Excerpts from segmentation records =>
----

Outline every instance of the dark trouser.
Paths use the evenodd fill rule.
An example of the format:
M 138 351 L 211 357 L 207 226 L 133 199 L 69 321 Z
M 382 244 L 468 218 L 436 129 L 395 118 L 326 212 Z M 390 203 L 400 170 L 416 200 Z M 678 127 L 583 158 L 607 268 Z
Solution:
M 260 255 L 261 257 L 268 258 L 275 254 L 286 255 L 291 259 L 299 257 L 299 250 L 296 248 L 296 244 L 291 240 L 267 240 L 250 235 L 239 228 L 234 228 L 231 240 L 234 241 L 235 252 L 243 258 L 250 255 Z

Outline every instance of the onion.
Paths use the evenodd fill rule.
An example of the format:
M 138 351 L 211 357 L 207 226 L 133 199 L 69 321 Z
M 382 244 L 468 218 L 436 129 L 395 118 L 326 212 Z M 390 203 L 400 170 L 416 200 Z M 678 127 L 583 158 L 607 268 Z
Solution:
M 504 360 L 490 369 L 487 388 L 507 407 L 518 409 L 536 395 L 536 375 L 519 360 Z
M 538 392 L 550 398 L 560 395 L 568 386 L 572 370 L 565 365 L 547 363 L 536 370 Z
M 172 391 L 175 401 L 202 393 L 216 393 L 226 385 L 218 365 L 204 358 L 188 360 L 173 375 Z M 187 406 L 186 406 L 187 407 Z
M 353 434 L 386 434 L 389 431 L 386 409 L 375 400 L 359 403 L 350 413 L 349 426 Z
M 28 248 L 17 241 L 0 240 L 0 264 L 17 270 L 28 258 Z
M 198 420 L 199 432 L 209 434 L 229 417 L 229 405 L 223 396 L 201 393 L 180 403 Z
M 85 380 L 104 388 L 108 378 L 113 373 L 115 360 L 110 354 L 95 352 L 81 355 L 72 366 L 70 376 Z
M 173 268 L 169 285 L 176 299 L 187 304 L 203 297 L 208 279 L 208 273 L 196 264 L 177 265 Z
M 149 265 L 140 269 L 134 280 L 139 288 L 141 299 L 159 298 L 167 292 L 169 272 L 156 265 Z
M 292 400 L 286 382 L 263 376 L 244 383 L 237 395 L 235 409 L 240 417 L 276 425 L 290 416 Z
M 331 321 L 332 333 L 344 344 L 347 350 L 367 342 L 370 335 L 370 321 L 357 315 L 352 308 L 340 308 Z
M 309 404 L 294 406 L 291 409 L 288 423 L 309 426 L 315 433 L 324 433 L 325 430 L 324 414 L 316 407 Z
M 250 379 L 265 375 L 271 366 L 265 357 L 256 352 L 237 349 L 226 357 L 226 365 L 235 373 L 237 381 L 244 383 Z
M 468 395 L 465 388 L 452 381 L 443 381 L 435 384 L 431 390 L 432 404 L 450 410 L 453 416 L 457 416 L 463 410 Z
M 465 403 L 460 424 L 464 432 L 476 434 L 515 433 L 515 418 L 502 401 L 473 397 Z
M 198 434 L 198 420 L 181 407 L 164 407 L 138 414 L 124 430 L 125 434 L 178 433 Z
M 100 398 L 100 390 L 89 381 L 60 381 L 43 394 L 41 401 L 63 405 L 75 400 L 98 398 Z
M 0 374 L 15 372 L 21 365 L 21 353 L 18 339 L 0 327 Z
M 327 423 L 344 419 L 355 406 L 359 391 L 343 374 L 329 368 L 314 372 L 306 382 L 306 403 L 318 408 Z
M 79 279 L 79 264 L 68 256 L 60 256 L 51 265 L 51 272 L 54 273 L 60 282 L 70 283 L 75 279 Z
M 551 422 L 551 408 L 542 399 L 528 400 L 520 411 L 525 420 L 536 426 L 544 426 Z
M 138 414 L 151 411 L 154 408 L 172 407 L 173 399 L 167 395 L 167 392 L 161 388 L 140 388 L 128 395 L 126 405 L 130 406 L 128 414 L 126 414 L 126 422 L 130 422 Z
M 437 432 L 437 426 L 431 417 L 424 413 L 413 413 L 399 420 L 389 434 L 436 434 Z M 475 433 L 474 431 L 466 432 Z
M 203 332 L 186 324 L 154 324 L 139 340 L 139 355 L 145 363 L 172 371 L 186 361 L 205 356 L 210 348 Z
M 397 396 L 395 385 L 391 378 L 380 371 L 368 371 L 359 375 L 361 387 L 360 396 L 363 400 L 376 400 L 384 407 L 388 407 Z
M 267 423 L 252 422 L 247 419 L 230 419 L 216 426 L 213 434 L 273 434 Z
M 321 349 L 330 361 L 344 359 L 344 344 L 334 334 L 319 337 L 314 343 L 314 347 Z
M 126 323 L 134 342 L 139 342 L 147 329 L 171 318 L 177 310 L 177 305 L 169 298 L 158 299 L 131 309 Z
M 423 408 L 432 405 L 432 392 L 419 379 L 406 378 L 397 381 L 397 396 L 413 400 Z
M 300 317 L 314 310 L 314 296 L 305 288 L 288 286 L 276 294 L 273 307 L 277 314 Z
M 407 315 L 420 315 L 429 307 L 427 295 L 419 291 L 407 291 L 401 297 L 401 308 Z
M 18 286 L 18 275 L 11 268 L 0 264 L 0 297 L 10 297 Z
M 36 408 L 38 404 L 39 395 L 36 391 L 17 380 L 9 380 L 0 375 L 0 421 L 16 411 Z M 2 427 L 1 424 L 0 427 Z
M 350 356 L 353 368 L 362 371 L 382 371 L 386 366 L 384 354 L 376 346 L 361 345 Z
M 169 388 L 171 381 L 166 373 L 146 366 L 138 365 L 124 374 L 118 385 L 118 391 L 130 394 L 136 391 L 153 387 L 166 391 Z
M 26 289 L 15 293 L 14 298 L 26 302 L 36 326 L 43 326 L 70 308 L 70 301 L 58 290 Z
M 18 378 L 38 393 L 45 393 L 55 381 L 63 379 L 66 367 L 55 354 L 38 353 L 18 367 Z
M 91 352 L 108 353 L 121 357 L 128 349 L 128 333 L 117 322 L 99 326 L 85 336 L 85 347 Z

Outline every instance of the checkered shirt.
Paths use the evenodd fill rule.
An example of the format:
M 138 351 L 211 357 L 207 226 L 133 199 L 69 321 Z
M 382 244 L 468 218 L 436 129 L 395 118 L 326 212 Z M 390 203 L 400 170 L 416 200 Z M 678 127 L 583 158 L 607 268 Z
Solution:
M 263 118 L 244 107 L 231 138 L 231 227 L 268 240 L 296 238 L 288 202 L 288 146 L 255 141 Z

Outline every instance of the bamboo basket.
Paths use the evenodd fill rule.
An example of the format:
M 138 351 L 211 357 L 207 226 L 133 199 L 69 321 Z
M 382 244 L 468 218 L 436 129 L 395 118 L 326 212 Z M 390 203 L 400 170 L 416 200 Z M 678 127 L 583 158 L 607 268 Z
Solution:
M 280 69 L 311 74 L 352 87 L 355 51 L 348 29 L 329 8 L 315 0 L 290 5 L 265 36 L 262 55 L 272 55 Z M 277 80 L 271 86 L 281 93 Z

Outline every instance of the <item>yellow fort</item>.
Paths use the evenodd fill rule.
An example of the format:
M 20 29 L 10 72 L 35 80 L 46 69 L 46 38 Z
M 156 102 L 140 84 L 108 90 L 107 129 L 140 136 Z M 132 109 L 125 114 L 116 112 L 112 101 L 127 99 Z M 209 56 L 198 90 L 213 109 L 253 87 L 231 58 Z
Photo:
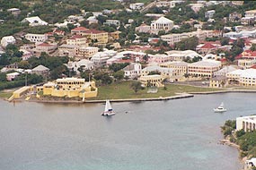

----

Reproduce the listing from the line with "Outline every instance of the bamboo basket." through the end of the listing, shifting each coordinate in the answer outlines by adding 70 to it while keeping the requests and their format samples unchanged. Leave the picture out.

Outline every instance of the bamboo basket.
Paths use the evenodd fill rule.
An example of the format:
M 138 351 L 211 357 L 207 226 L 133 199 L 69 321 Z
M 382 244 L 468 218 L 436 129 L 395 118 L 326 212 Z M 390 203 L 400 170 L 416 200 Z M 678 127 L 583 158 L 607 268 Z
Solution:
M 350 139 L 381 144 L 422 157 L 425 121 L 418 99 L 399 78 L 385 70 L 360 75 L 335 106 L 332 125 L 342 125 Z M 347 150 L 341 156 L 351 163 Z

Outline every instance of the <item>yellow fort</item>.
Paths use the evenodd fill rule.
An example of the format:
M 20 29 L 10 72 L 35 80 L 46 69 L 46 38 Z
M 156 102 L 140 84 L 108 90 L 107 129 L 140 136 Z M 132 109 L 125 114 L 116 112 L 112 101 L 127 99 Z M 209 56 L 198 90 L 213 109 L 253 87 L 231 58 Z
Photo:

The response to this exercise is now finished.